### Task brief
Put every line of the listing below into a JSON array of strings, one string per line, skipping blank lines and omitting the pictures.

════════════════

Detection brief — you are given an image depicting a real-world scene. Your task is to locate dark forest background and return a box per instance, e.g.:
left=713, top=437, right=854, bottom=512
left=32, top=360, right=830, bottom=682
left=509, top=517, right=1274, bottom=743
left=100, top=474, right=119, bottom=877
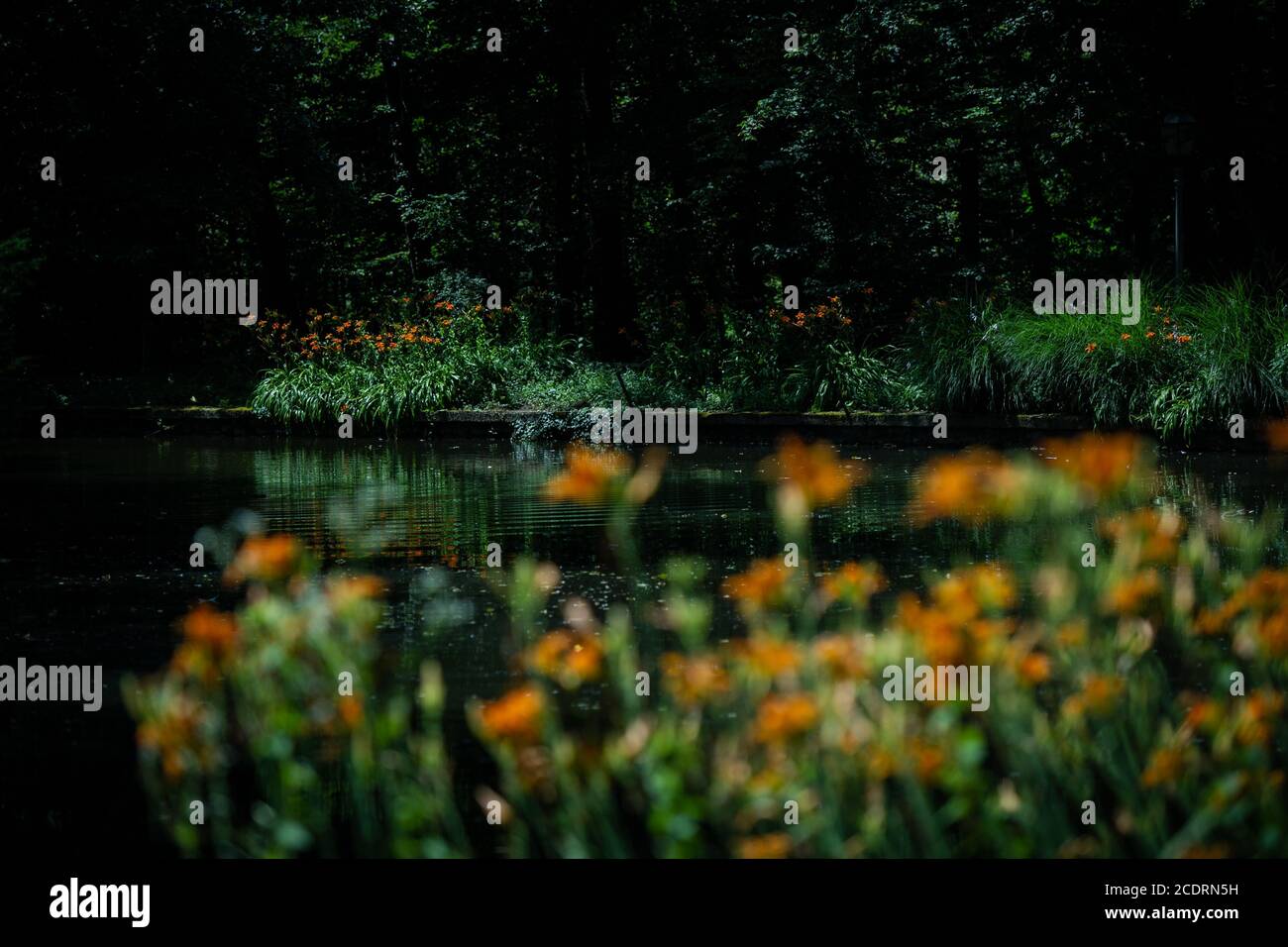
left=0, top=0, right=1285, bottom=396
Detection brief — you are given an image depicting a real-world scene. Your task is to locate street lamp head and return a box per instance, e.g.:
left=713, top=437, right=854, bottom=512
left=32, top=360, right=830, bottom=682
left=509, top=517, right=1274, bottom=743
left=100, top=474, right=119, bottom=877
left=1163, top=112, right=1197, bottom=158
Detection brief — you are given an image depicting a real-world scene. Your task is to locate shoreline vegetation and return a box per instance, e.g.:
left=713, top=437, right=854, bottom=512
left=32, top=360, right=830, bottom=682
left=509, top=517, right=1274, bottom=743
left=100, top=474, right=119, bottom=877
left=10, top=278, right=1288, bottom=449
left=231, top=279, right=1288, bottom=443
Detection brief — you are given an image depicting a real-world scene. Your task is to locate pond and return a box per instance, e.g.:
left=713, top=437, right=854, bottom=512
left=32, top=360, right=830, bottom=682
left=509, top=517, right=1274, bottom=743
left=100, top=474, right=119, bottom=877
left=0, top=438, right=1283, bottom=854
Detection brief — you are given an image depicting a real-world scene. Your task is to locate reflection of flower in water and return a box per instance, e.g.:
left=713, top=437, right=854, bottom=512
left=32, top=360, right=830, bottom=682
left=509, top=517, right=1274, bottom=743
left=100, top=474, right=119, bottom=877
left=224, top=533, right=303, bottom=585
left=527, top=629, right=604, bottom=688
left=542, top=443, right=666, bottom=505
left=761, top=436, right=867, bottom=510
left=480, top=686, right=545, bottom=743
left=1042, top=433, right=1142, bottom=497
left=662, top=651, right=729, bottom=707
left=911, top=447, right=1021, bottom=524
left=724, top=559, right=787, bottom=611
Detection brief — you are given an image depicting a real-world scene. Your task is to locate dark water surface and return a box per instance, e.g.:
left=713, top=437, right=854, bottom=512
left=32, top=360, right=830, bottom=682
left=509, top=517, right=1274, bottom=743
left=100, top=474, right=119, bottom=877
left=0, top=438, right=1284, bottom=856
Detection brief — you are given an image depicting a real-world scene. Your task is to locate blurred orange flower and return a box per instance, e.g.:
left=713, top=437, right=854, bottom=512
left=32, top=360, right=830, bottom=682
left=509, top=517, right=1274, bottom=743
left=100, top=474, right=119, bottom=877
left=755, top=694, right=818, bottom=743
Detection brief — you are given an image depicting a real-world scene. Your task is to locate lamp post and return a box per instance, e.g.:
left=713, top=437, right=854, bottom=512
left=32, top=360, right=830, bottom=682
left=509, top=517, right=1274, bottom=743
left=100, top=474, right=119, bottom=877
left=1163, top=112, right=1195, bottom=279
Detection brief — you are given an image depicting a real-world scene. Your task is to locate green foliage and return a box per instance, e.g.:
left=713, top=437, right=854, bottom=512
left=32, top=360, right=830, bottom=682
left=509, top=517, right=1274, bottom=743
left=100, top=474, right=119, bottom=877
left=912, top=278, right=1288, bottom=438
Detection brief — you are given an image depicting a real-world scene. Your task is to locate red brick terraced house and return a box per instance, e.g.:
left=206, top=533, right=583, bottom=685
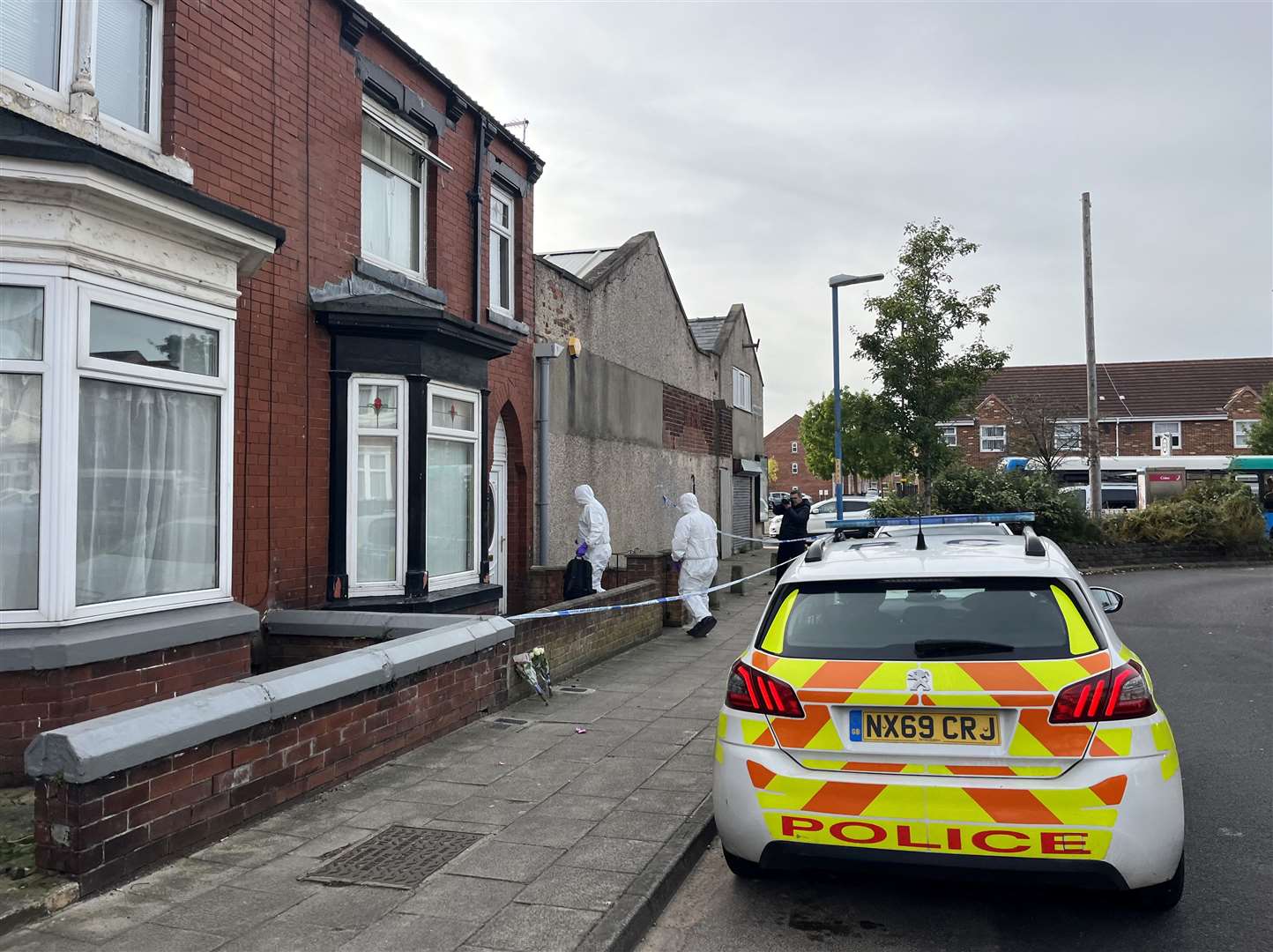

════════════════

### Response to this exercise
[
  "Detection brief — you are given an image depicting a real-world scene. Your task is to locate dark forest background and return a box per instance, e.g.:",
  "left=713, top=437, right=854, bottom=512",
  "left=32, top=360, right=830, bottom=682",
  "left=509, top=517, right=1274, bottom=743",
  "left=100, top=474, right=119, bottom=877",
  "left=0, top=0, right=1285, bottom=396",
  "Detection brief — you are given an image depicting a real-world scene. Your task is to locate street lamp head and return a box per instance, e.g.:",
  "left=713, top=437, right=854, bottom=512",
  "left=32, top=360, right=830, bottom=682",
  "left=509, top=517, right=1274, bottom=743",
  "left=100, top=474, right=119, bottom=877",
  "left=1163, top=112, right=1197, bottom=158",
  "Detection brief — you are given an image depicting a real-world scene. Your task is to locate shoreline vegetation and return a box per instance, e.g.:",
  "left=713, top=437, right=854, bottom=512",
  "left=32, top=360, right=830, bottom=682",
  "left=509, top=517, right=1274, bottom=743",
  "left=100, top=474, right=119, bottom=877",
  "left=10, top=278, right=1288, bottom=449",
  "left=231, top=279, right=1288, bottom=443",
  "Detection brief — you are given an image depicting a real-world scene. Your task is to locate pond and return a box per instance, e.g.:",
  "left=713, top=437, right=854, bottom=512",
  "left=32, top=360, right=830, bottom=682",
  "left=509, top=517, right=1274, bottom=743",
  "left=100, top=474, right=119, bottom=877",
  "left=0, top=438, right=1283, bottom=854",
  "Detection brief — you are given an image depicting a real-world scene. Your task is to locate reflection of flower in water and return a box per instance, e.g.:",
  "left=713, top=437, right=854, bottom=512",
  "left=32, top=360, right=830, bottom=682",
  "left=509, top=517, right=1274, bottom=743",
  "left=100, top=474, right=119, bottom=877",
  "left=224, top=533, right=303, bottom=585",
  "left=527, top=629, right=604, bottom=688",
  "left=542, top=443, right=666, bottom=505",
  "left=761, top=436, right=867, bottom=510",
  "left=480, top=686, right=545, bottom=743",
  "left=1042, top=433, right=1142, bottom=497",
  "left=662, top=651, right=729, bottom=707",
  "left=911, top=447, right=1021, bottom=524",
  "left=724, top=559, right=787, bottom=611",
  "Detection brief — you are given an image depicting a real-world scene. Your task is to locate dark water surface and return a box per instance, e.g.:",
  "left=713, top=437, right=854, bottom=512",
  "left=32, top=360, right=830, bottom=682",
  "left=509, top=517, right=1274, bottom=743",
  "left=100, top=474, right=119, bottom=877",
  "left=0, top=438, right=1284, bottom=856",
  "Detection brief — you are given an image depicting a real-world scene. Your task is to locate blurred orange flower and return a box per instance, e.g.:",
  "left=713, top=437, right=854, bottom=512",
  "left=32, top=360, right=830, bottom=682",
  "left=509, top=517, right=1274, bottom=743",
  "left=100, top=474, right=119, bottom=877",
  "left=755, top=694, right=818, bottom=743",
  "Detection brief — you are given an image depicting a real-world scene. Your task is to locate lamp post and return a box per instance, e.g.:",
  "left=713, top=437, right=854, bottom=512",
  "left=32, top=360, right=830, bottom=682",
  "left=509, top=517, right=1274, bottom=743",
  "left=100, top=474, right=119, bottom=877",
  "left=1163, top=112, right=1195, bottom=279",
  "Detection brief — you are given an image depicting a real-world scene. Your task is to locate green foliage and return a box per instance, e.g.:",
  "left=713, top=437, right=854, bottom=512",
  "left=32, top=360, right=830, bottom=682",
  "left=509, top=517, right=1274, bottom=743",
  "left=100, top=474, right=119, bottom=877",
  "left=912, top=278, right=1288, bottom=438",
  "Detection brief — you are given an image depicting a real-world scene. Your task is to locate red brick terraced house and return a box per instance, e.g.:",
  "left=206, top=533, right=583, bottom=685"
]